- _REQUIREMENTS_: Search the records for the line with "Practice step: identify the red blanket". Output that line and each line after it, exactly, and stop at the end; omit pictures.
-- start --
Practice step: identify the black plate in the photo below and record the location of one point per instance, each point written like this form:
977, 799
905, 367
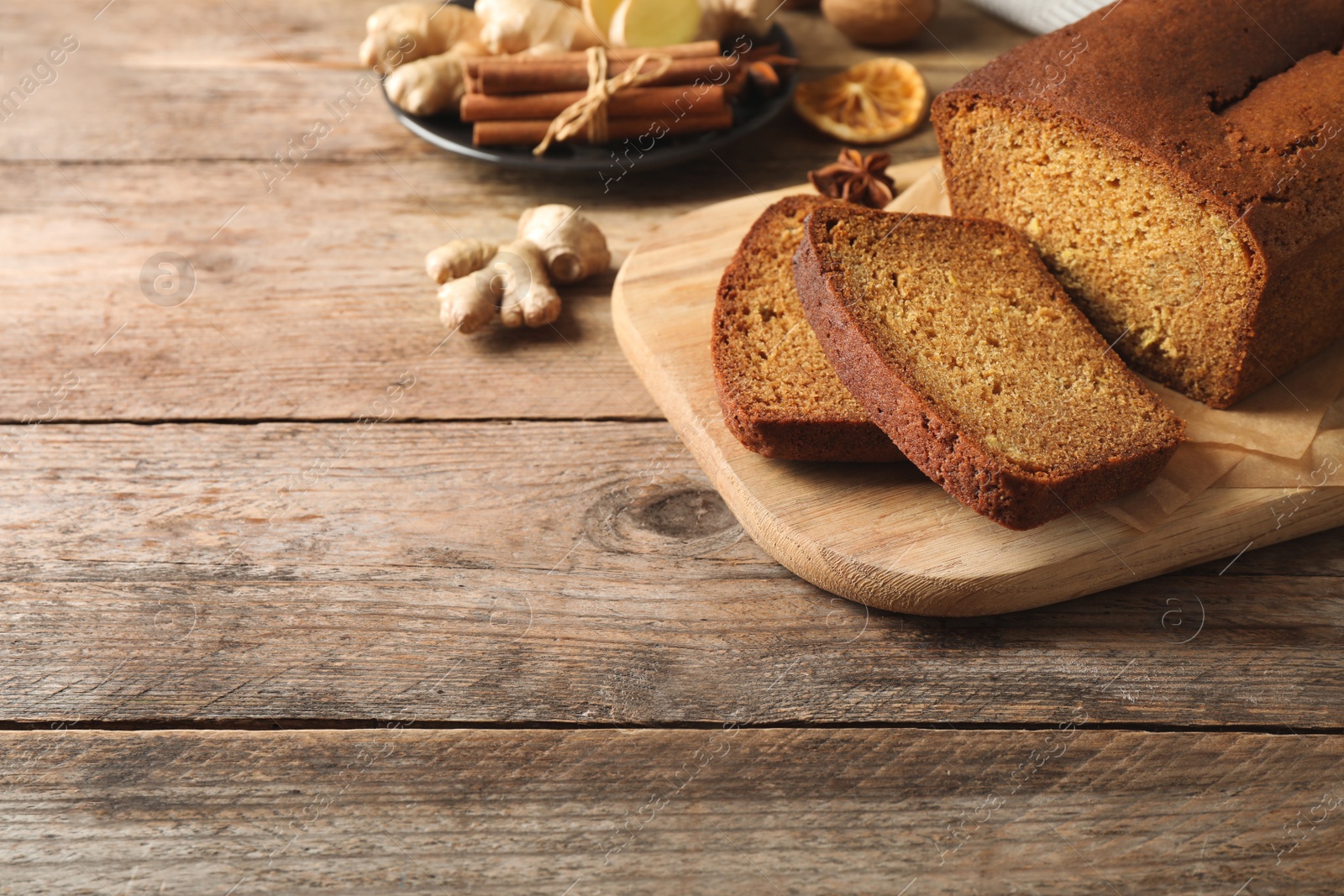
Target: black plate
449, 132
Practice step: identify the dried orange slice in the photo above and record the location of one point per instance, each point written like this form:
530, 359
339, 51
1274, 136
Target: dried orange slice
874, 102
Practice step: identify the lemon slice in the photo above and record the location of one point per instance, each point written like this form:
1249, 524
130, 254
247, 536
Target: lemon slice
655, 23
874, 102
598, 13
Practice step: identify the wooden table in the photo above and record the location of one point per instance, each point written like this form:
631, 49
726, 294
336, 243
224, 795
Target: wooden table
297, 598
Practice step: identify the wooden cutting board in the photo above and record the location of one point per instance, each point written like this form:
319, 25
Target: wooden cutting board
884, 533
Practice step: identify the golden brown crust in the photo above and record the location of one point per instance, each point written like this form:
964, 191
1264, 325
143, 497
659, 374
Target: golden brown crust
828, 432
1247, 123
927, 432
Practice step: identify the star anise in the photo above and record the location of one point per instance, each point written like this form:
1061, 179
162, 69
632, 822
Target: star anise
857, 179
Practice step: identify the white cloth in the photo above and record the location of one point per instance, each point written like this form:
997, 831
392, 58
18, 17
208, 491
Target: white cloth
1042, 15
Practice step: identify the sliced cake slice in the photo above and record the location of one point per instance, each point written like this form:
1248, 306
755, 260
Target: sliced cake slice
779, 392
969, 355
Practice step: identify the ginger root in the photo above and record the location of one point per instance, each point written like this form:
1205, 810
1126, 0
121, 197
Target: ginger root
514, 26
573, 246
480, 280
429, 85
459, 258
526, 291
407, 31
722, 19
468, 302
514, 282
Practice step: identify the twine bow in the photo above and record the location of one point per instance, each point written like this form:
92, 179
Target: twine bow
591, 112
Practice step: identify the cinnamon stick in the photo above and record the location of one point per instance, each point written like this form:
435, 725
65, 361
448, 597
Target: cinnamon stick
698, 50
501, 134
633, 102
553, 76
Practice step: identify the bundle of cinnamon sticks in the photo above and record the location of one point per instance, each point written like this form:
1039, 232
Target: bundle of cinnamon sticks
512, 100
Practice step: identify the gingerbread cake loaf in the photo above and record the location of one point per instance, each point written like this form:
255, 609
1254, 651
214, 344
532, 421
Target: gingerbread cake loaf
779, 392
1182, 174
969, 355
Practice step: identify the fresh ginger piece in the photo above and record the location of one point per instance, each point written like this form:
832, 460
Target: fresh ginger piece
515, 26
468, 302
655, 23
407, 31
428, 85
459, 258
598, 15
573, 246
526, 293
722, 19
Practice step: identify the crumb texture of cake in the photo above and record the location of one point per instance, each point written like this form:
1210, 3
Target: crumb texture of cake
780, 396
961, 345
1182, 174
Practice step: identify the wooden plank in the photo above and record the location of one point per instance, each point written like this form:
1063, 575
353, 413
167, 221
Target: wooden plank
559, 573
309, 296
156, 81
1054, 812
308, 301
308, 304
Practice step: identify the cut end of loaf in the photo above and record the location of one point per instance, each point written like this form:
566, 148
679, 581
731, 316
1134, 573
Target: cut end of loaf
1156, 268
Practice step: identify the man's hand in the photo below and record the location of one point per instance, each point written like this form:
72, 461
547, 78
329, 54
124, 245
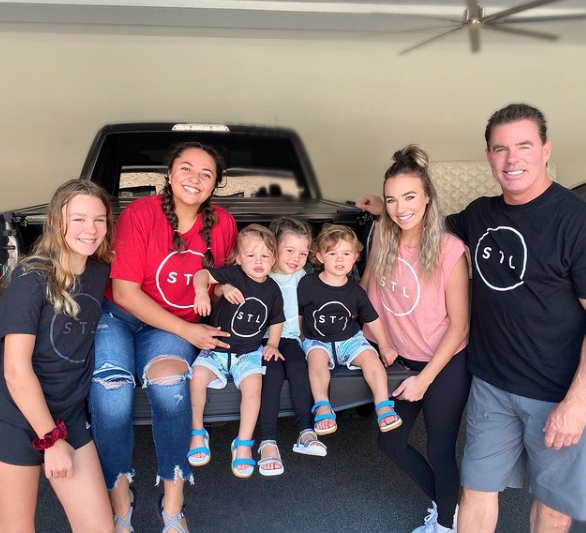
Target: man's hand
272, 352
565, 424
371, 203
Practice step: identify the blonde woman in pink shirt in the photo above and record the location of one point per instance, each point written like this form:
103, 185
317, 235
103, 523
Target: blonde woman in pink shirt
417, 279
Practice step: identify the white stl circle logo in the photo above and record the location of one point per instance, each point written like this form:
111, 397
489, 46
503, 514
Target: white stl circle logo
249, 318
175, 278
64, 328
501, 258
331, 318
400, 297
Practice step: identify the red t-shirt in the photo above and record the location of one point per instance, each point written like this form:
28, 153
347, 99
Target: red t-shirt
145, 255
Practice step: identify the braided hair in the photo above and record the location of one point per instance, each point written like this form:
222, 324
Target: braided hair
206, 209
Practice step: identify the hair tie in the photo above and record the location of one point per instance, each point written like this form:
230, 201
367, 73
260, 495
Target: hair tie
402, 158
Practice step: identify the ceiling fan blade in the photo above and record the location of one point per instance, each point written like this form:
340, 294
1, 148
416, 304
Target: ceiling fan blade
374, 35
523, 7
427, 41
523, 33
553, 18
474, 37
474, 10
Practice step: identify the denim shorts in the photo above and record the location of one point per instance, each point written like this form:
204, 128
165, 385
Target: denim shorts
504, 438
342, 352
224, 364
16, 443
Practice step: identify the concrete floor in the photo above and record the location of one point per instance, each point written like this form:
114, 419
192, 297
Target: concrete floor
354, 489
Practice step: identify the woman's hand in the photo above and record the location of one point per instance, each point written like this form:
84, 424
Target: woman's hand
202, 304
371, 203
388, 355
59, 460
272, 352
203, 336
412, 389
231, 294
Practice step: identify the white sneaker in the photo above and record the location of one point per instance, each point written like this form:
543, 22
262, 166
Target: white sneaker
429, 522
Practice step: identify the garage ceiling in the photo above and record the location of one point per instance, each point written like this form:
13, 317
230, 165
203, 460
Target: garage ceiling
339, 19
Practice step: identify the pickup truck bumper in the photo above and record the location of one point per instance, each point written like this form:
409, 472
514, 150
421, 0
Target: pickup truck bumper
347, 390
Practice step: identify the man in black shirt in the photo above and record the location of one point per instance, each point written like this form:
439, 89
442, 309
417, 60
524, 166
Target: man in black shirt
528, 397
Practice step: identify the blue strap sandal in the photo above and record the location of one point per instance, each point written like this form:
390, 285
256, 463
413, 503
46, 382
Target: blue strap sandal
327, 416
386, 414
205, 449
246, 472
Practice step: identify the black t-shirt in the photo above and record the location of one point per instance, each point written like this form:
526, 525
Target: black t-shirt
247, 322
330, 313
529, 260
63, 355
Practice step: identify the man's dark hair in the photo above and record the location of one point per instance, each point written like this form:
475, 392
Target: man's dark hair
514, 113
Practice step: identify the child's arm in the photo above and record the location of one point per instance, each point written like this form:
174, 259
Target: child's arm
271, 350
25, 389
387, 353
201, 281
229, 292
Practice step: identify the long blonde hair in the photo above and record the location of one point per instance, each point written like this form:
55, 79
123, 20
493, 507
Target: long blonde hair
414, 161
50, 254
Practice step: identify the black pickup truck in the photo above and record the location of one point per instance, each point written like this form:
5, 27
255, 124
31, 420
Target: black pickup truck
269, 174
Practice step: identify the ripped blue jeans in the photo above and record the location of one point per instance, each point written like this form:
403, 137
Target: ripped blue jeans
125, 347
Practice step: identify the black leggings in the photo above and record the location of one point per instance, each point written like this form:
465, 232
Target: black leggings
295, 368
442, 406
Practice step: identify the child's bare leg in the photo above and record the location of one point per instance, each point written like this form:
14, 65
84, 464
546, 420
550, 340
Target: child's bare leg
201, 378
375, 376
319, 380
83, 496
18, 498
250, 388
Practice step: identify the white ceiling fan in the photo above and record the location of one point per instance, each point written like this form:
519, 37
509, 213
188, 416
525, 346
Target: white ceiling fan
475, 20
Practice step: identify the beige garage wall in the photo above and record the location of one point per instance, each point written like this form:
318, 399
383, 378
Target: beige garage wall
353, 101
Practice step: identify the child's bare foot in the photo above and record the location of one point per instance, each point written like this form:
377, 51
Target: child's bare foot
199, 448
270, 463
325, 418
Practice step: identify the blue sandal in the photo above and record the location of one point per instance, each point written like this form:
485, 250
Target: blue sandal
386, 414
247, 472
328, 416
205, 449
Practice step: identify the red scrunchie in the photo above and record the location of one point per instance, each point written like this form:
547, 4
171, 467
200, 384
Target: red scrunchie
58, 432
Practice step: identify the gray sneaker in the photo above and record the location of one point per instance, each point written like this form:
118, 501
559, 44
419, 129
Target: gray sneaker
429, 521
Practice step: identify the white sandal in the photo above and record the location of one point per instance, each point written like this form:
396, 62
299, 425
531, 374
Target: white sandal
277, 459
311, 446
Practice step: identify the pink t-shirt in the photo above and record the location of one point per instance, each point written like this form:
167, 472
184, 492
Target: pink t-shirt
144, 254
412, 308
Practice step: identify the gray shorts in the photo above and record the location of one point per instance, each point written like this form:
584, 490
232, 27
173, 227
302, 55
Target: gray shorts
504, 437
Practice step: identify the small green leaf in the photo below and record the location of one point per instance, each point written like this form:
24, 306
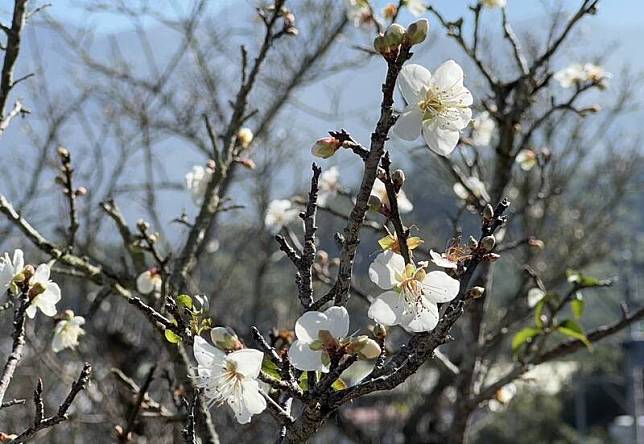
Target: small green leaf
524, 336
538, 312
584, 281
171, 336
577, 305
572, 329
184, 300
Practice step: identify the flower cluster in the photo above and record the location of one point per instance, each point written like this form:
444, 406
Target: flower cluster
229, 378
43, 294
17, 277
438, 106
411, 293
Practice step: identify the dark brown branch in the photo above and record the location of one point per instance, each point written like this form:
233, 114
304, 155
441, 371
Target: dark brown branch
61, 414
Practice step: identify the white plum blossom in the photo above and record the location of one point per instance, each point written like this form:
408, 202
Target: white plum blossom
67, 331
197, 181
149, 281
493, 3
483, 127
535, 295
527, 159
358, 11
10, 267
328, 185
438, 106
44, 293
416, 7
278, 214
475, 187
316, 332
411, 295
442, 260
230, 378
379, 190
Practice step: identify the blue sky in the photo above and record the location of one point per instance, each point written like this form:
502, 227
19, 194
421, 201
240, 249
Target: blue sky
612, 12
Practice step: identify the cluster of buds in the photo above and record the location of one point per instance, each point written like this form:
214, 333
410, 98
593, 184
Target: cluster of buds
288, 19
326, 147
388, 43
244, 138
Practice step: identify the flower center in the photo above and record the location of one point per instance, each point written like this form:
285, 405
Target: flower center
434, 104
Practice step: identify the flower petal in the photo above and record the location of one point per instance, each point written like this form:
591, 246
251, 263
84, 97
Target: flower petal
46, 305
409, 122
388, 308
383, 269
248, 360
52, 292
404, 204
338, 321
439, 287
441, 261
205, 354
424, 318
308, 326
18, 260
31, 311
412, 81
448, 76
252, 397
441, 141
303, 358
42, 273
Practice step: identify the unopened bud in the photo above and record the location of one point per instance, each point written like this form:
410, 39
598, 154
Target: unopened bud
379, 331
537, 243
244, 137
417, 31
143, 224
475, 292
380, 45
325, 147
365, 347
389, 11
487, 243
374, 203
488, 212
398, 177
225, 338
491, 257
394, 35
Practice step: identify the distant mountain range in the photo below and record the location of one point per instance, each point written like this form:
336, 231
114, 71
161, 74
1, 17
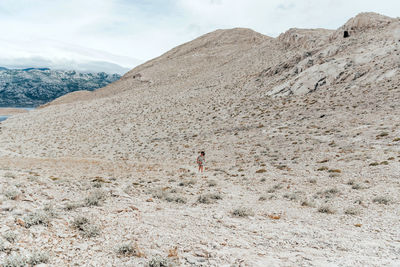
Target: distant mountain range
31, 87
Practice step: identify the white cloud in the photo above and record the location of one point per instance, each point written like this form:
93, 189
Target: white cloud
122, 31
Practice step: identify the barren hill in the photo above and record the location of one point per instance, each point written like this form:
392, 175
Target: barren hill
302, 141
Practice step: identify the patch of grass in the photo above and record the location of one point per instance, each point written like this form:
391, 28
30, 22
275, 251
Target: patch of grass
71, 206
129, 249
176, 199
15, 260
307, 203
382, 134
381, 200
37, 218
331, 191
242, 212
10, 175
159, 261
10, 236
262, 198
95, 198
323, 168
209, 198
212, 183
38, 257
326, 209
11, 194
357, 186
275, 188
187, 182
85, 227
351, 211
312, 181
291, 196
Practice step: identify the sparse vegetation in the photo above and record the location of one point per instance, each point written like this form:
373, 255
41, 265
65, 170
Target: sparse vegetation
351, 211
307, 203
129, 249
71, 206
357, 186
15, 260
176, 199
209, 198
187, 182
12, 194
291, 196
212, 183
381, 200
275, 188
326, 209
95, 198
242, 212
37, 218
159, 261
312, 181
331, 191
10, 236
38, 257
85, 227
382, 134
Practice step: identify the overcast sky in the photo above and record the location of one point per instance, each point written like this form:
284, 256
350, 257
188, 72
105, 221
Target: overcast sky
116, 35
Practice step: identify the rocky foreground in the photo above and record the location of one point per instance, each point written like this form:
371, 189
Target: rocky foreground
302, 141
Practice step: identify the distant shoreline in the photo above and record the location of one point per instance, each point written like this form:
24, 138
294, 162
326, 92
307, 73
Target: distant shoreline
13, 111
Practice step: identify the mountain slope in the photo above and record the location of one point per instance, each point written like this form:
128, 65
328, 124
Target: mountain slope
302, 142
36, 86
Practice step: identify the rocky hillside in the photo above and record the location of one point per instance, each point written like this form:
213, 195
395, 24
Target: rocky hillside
302, 141
36, 86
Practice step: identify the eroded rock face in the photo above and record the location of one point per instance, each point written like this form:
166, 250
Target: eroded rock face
362, 22
302, 142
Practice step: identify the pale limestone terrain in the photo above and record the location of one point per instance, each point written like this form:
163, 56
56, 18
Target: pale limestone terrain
302, 141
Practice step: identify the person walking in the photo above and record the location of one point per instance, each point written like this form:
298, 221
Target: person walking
201, 160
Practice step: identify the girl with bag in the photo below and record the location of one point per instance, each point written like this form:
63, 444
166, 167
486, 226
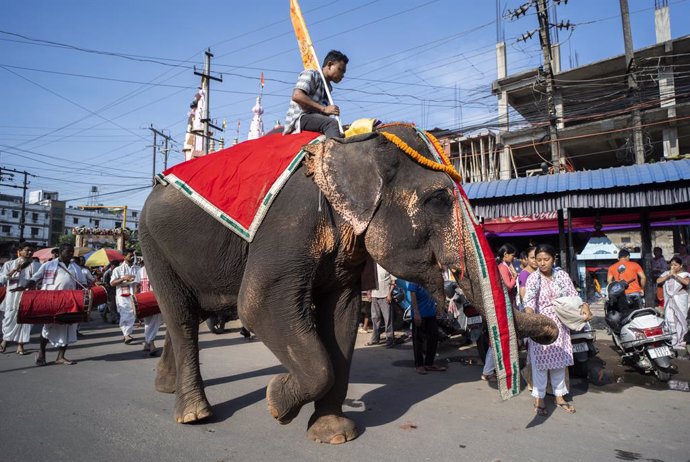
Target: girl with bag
542, 288
676, 282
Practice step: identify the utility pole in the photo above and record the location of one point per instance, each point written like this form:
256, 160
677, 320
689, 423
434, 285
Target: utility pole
166, 139
22, 217
545, 40
206, 77
633, 89
548, 69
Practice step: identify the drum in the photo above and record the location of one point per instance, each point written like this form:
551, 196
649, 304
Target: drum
145, 304
58, 306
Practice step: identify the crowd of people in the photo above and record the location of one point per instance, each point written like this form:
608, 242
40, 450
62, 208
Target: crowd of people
64, 271
533, 282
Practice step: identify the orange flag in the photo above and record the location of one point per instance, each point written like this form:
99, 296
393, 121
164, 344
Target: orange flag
305, 46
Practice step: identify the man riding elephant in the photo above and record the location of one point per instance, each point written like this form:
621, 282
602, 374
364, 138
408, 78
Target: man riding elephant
350, 198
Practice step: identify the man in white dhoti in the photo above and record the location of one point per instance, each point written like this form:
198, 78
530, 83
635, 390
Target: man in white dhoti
58, 274
676, 283
16, 273
151, 323
123, 279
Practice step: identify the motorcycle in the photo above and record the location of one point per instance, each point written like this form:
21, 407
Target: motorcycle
467, 320
641, 335
583, 349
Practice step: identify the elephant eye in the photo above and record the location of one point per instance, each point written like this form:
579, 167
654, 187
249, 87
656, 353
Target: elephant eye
438, 202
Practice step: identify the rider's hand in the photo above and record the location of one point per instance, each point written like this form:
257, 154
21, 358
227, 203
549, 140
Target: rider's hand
331, 109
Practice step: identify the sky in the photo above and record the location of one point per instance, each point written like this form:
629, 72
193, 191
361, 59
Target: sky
83, 80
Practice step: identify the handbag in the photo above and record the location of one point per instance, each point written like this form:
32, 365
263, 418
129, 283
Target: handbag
568, 311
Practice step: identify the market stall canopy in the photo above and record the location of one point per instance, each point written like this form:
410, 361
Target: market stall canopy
647, 185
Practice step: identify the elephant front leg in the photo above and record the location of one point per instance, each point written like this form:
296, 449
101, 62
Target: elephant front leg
286, 327
337, 326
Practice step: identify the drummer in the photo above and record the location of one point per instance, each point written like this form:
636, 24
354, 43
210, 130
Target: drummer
57, 274
124, 279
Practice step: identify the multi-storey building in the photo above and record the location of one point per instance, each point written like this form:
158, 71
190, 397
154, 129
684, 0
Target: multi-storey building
46, 218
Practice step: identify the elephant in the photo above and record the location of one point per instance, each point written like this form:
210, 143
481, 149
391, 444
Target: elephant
297, 284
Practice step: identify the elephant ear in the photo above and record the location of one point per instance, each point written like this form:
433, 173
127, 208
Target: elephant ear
349, 175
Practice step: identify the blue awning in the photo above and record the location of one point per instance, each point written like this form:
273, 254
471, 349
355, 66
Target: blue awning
583, 181
633, 187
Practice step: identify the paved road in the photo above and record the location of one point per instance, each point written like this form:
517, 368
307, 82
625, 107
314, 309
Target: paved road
105, 409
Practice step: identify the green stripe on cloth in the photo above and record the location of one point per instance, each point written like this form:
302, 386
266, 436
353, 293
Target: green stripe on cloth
184, 187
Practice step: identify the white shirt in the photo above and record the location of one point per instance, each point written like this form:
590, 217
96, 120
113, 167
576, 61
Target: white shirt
383, 283
20, 278
123, 270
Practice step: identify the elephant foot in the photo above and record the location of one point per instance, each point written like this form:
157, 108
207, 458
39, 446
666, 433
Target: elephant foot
281, 397
165, 382
192, 410
331, 429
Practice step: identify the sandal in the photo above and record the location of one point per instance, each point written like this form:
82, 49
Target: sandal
435, 368
567, 407
540, 410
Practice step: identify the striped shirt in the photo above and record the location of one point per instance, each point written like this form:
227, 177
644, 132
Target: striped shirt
311, 83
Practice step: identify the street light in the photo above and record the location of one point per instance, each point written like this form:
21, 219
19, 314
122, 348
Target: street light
109, 207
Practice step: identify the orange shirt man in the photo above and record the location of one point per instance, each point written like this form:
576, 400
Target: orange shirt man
633, 274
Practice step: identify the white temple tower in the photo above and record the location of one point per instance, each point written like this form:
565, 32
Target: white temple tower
256, 128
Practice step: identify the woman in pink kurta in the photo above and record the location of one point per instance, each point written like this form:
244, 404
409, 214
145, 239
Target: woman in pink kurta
542, 288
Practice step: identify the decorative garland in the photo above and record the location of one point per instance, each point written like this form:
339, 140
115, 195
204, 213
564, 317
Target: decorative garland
420, 159
84, 231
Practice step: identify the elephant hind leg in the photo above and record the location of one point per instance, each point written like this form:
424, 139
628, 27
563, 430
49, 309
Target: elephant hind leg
178, 370
310, 375
166, 372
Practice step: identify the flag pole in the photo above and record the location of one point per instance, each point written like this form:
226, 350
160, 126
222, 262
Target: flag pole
309, 58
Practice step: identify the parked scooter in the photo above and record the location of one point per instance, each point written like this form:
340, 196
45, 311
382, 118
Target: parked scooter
640, 333
468, 320
583, 349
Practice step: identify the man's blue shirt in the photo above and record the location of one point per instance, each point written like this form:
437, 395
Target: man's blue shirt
425, 302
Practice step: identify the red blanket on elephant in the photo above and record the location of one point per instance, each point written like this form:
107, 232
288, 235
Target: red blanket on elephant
58, 306
237, 185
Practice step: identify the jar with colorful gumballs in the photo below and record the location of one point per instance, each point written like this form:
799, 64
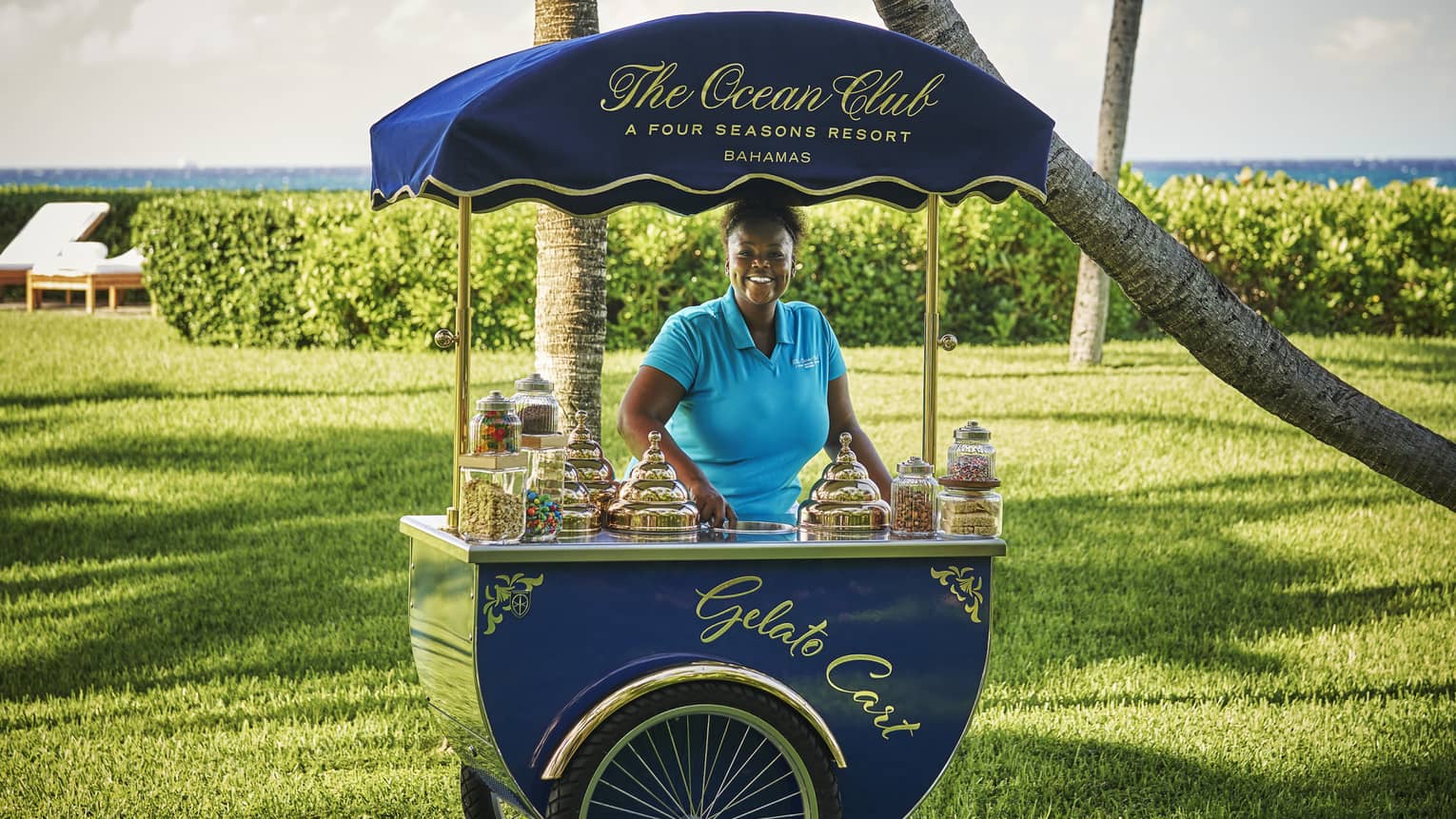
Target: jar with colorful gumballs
495, 426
-- end --
- _FINISHED ANSWER_:
Practice step: identify the red blanket on elephant in the photo above and record the location of one point per instance, each point written like this form:
107, 232
288, 235
Target: red blanket on elephant
58, 306
237, 185
Practice step: identify the jar with colorful gumballs in the photo below and record the location of one point per instance, each point written like this form:
799, 64
Target: jar with colorful gumballs
495, 426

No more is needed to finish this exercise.